[EXTRAIT PRÉSENTÉ]:
----------------------------------------
Numéro 10 - Octobre 2022

Bulletin des arrêts de la chambre criminelle

DETENTION PROVISOIRE

Crim., 26 octobre 2022, n° 22-84.986, (B), FRH

Rejet

Ordonnance de mise en accusation – Comparution du prévenu détenu devant la cour d'assises – Délai de comparution – Prolongation du délai de comparution – Chambre de l'instruction – Maintien de la détention provisioire – Contrôle

La durée de la détention provisoire accomplie en application de l'article 181, alinéa 8, du code de procédure pénale ne s'impute pas sur la durée de celle subie, sur le fondement distinct de l'article 379-4, alinéa 2, du même code, à la suite de la mise à exécution du mandat d'arrêt assortissant la condamnation de l'accusé jugé par défaut à une peine ferme privative de liberté.

M. [H] [J] a formé un pourvoi contre l'arrêt de la chambre de l'instruction de la cour d'appel d'Aix-en-Provence, en date du 27 juillet 2022, qui, dans la procédure suivie contre lui des chefs de meurtres en bande organisée et tentative, association de malfaiteurs, en récidive, a ordonné la prolongation exceptionnelle de sa détention provisoire.
----------------------------------------
[DONNÉES ENREGISTRÉES]:
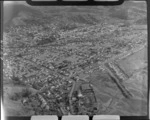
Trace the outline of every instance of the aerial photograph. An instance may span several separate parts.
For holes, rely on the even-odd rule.
[[[4,2],[6,116],[146,116],[147,4]]]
----------------------------------------
[ÉNONCÉ DE LA TÂCHE]:
Mettez à jour l'extrait sur la détention provisoire, en commençant à « La durée de la » et en terminant à « privative de liberté. », et remplacez-y « mandat d'arrêt » par « mandat de dépôt ». La liste ci-dessus forme un matériau distinct de l'extrait.

[RÉSULTAT OBTENU]:
La durée de la détention provisoire accomplie en application de l'article 181, alinéa 8, du code de procédure pénale ne s'impute pas sur la durée de celle subie, sur le fondement distinct de l'article 379-4, alinéa 2, du même code, à la suite de la mise à exécution du mandat de dépôt assortissant la condamnation de l'accusé jugé par défaut à une peine ferme privative de liberté.